* start Page extract *

Community college students are becoming increasingly diverse. According to Bishop-Clark & Lynch, “age hetero-geneity creates a unique atmosphere for learning” (1998, p. 21). Their study concluded that community college students and faculty prefer mixed-age classroom experiences. Gustentine & Keim (1996) found significant age differences among community college students on learning style. Traditionally aged students processed information through reflective observation, while nontraditionally aged students processed information through active experimentation. Age was found by Gonzenback (1993) to be a factor affecting community college students’ decisions to continue their education beyond the associates’ degree. Chi-square test of independence showed no dependence on GPA.

“Grade point average (GPA) is one widely accepted means of determining academic success and the degree to which students have learned what they are expected to learn” (McAloon, 1994, p. 13). In a survey of university students who began their academic career on a community college campus, Carlin (2001) found that transfer students did not differ significantly in GPA from students who began freshman studies at a major university. Carlin concluded that “community colleges are a good investment for most adult students who wish to pursue a baccalaureate degree” (2001, p. 169). Alcohol-related academic problems tend to be less apparent at non-residential community colleges than on residential university campuses (McAloon, 1994). Data further revealed that the more frequently a community college student reported drinking, the more likely they were to also report a lower GPA.

The characteristics of age and GPA exist to some extent among all students. The purpose of this study was to identify the extent to which age and GPA are related among community college students. Data concerning the relationship between age and GPA are sparse. This may be the first study to investigate the relationship between age and GPA among community college students.

Design

This study investigates the extent to which the variables of age and GPA are related among 158 students attending community college. According to Ary, Jacobs, and Razavieh, “[t]he possibility of the existence of relationships between variables is a reasonable question to investigate in educational research” (1985, p. 329). Due to its focus on relationship, this study is correlational in nature. “Correlational research methods help to clarify relationships and patterns of relationships among variables” (Ary, Jacobs & Razavieh, 1996, p.390).

* end Page extract *

• [Job 1] Summarize the excerpt on age and GPA in two sentences.
• [Job 2] Reproduce the excerpt on age and GPA word for word, from "Community college students are" up to and including "dependence on GPA.".
The entries after this point are not needed.

* start Listed records *

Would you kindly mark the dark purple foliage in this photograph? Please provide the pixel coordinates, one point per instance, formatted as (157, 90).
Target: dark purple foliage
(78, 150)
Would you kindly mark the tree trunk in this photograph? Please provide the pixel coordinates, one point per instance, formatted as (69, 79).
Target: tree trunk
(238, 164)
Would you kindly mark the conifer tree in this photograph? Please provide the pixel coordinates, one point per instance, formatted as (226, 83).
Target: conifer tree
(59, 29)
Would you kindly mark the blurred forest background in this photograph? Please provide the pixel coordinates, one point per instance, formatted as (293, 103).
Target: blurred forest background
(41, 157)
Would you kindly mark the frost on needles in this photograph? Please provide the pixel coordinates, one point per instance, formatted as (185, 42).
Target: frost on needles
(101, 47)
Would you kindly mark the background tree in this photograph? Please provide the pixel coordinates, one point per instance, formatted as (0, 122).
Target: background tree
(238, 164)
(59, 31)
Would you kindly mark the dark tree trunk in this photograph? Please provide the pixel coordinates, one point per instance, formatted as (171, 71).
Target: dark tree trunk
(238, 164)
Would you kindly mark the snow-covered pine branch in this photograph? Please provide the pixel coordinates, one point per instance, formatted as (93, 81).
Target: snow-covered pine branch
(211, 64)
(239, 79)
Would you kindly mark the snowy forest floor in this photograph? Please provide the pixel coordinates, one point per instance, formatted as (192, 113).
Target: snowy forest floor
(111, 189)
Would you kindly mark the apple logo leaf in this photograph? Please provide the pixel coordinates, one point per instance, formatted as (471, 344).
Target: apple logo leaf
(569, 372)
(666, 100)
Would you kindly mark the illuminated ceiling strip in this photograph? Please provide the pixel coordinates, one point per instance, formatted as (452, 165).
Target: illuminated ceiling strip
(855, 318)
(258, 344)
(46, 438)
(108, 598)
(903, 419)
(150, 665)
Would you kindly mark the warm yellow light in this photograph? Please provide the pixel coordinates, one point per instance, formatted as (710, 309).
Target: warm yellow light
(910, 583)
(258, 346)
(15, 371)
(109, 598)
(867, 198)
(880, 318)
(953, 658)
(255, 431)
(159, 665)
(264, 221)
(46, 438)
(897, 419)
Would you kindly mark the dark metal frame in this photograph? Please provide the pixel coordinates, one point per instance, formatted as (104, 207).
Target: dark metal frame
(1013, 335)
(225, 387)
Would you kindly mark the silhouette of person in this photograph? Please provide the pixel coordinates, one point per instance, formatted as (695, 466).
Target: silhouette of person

* end Listed records *

• [Right answer 1] Earlier research found that community college students differ by age in their learning styles, and GPA is a widely accepted way to measure academic success. This correlational study examines how age and GPA are related among 158 community college students, a topic on which data are sparse.

• [Right answer 2]
Community college students are becoming increasingly diverse. According to Bishop-Clark & Lynch, “age hetero-geneity creates a unique atmosphere for learning” (1998, p. 21). Their study concluded that community college students and faculty prefer mixed-age classroom experiences. Gustentine & Keim (1996) found significant age differences among community college students on learning style. Traditionally aged students processed information through reflective observation, while nontraditionally aged students processed information through active experimentation. Age was found by Gonzenback (1993) to be a factor affecting community college students’ decisions to continue their education beyond the associates’ degree. Chi-square test of independence showed no dependence on GPA.